Given passage =>
-*-*-

How to Teach Kids about Food Beyond the Grocery Store

Most kids in American schools think that food just comes from the grocery store. So a new curriculum for first and second graders gives teachers and students an opportunity to talk about the more complex reality. Jones Valley Teaching Farm, an urban farm in Birmingham, Alabama, uses the curriculum on-site and in schools, teaching students about everything from planting seeds to marketing produce. The farm also partners with Southern Foodways Alliance at the University of Mississippi to tell the stories of people working in the food industry across the south. A version of the kit for older students is now in the works to make the curriculum available to more schools.

Why Minecraft is the Learning Tool of the Future

Minecraft is a game that allows students to complete adventures, build worlds, talk to their friends and learn about digital citizenship. And while schools don’t usually have trouble getting kids interested in video games, they are finding it challenging to teach students about internet ethics and online safety at an early-enough age. But Minecraft is a great tool to teach digital citizenship, and enables students to learn about communication, collaboration and critical thinking. Check out this video to learn about the game and how teachers are using it.

This Innovative Philadelphia School Has a Really Good Reason for Downgrading Its Computers

Philadelphia’s award-winning Science Leadership Academy is making a big switch: from $1,500 Mac laptops to the $300 Chromebook 11. The new, inexpensive laptops run on Google’s Chrome operating system, support web applications, and store user information in the cloud rather than locally. The education market still favors Macs, but SLA’s principal, Christopher Lehmann, points out that the Chromebooks can make a long-time dream of ed-tech proponents — the 1-to-1 model where schools have a device for every student  — come true. Dell is helping to fund the computers for the school’s two campuses, and will help SLA to create a “center of excellence” to promote the school’s inquiry-driven and project-based approach to learning. Check out the video by Lehmann to learn about the school’s vision for using Chromebooks to enable students to create their own learning experiences.

-*-*-

Exercise requirements =>
(1) In the education news items, what is Science Leadership Academy replacing its Mac laptops with?
(2) Write out the stretch of the education news items from "Philadelphia’s award-winning Science" through "own learning experiences.".
The rows come from a different source than the education news items.

Data extracts =>
-*-*-

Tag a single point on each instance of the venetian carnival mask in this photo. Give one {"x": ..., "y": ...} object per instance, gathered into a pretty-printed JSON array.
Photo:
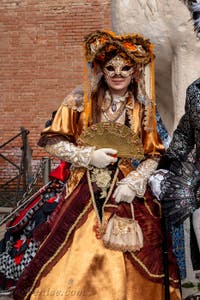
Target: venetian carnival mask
[{"x": 118, "y": 66}]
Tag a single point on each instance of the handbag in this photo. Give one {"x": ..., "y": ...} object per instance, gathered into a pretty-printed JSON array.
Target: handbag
[{"x": 123, "y": 234}]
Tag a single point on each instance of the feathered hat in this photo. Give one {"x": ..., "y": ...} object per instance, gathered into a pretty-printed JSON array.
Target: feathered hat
[{"x": 103, "y": 45}]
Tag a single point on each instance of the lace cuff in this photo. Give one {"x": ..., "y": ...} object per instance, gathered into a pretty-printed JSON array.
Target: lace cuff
[
  {"x": 78, "y": 156},
  {"x": 137, "y": 180}
]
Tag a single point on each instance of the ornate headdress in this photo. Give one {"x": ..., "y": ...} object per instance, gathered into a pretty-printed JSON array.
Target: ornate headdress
[
  {"x": 101, "y": 46},
  {"x": 194, "y": 8}
]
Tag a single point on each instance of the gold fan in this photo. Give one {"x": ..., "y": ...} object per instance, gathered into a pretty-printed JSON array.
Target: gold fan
[{"x": 113, "y": 135}]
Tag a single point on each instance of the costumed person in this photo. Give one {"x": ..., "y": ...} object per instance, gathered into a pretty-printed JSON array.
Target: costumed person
[
  {"x": 25, "y": 229},
  {"x": 105, "y": 239},
  {"x": 177, "y": 181}
]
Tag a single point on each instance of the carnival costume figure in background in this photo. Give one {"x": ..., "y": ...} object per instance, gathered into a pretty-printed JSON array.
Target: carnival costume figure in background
[
  {"x": 28, "y": 222},
  {"x": 105, "y": 239}
]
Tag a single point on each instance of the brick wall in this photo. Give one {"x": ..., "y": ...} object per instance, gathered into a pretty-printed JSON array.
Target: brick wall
[{"x": 41, "y": 61}]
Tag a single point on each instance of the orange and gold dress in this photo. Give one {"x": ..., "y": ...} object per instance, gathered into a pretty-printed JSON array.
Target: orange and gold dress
[{"x": 72, "y": 262}]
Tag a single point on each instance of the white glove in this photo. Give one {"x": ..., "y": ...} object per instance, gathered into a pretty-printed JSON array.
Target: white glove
[
  {"x": 101, "y": 158},
  {"x": 124, "y": 193},
  {"x": 155, "y": 180}
]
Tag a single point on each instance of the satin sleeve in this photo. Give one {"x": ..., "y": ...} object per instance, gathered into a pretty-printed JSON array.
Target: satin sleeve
[{"x": 153, "y": 146}]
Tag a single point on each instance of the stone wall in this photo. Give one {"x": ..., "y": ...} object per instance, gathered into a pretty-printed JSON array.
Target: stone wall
[{"x": 169, "y": 27}]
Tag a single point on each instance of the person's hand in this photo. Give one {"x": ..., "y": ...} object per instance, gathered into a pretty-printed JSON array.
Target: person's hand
[
  {"x": 124, "y": 193},
  {"x": 101, "y": 158}
]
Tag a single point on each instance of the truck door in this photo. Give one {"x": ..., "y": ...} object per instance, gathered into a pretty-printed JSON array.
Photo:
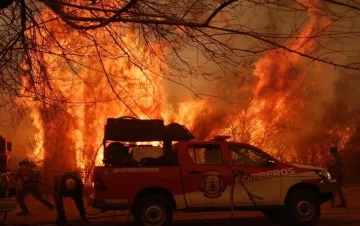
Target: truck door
[
  {"x": 264, "y": 178},
  {"x": 207, "y": 180}
]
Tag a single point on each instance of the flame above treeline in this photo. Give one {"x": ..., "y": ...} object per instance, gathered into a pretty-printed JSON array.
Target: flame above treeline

-*-*-

Solutions by task =>
(1) The $300 Chromebook 11.

(2)
Philadelphia’s award-winning Science Leadership Academy is making a big switch: from $1,500 Mac laptops to the $300 Chromebook 11. The new, inexpensive laptops run on Google’s Chrome operating system, support web applications, and store user information in the cloud rather than locally. The education market still favors Macs, but SLA’s principal, Christopher Lehmann, points out that the Chromebooks can make a long-time dream of ed-tech proponents — the 1-to-1 model where schools have a device for every student  — come true. Dell is helping to fund the computers for the school’s two campuses, and will help SLA to create a “center of excellence” to promote the school’s inquiry-driven and project-based approach to learning. Check out the video by Lehmann to learn about the school’s vision for using Chromebooks to enable students to create their own learning experiences.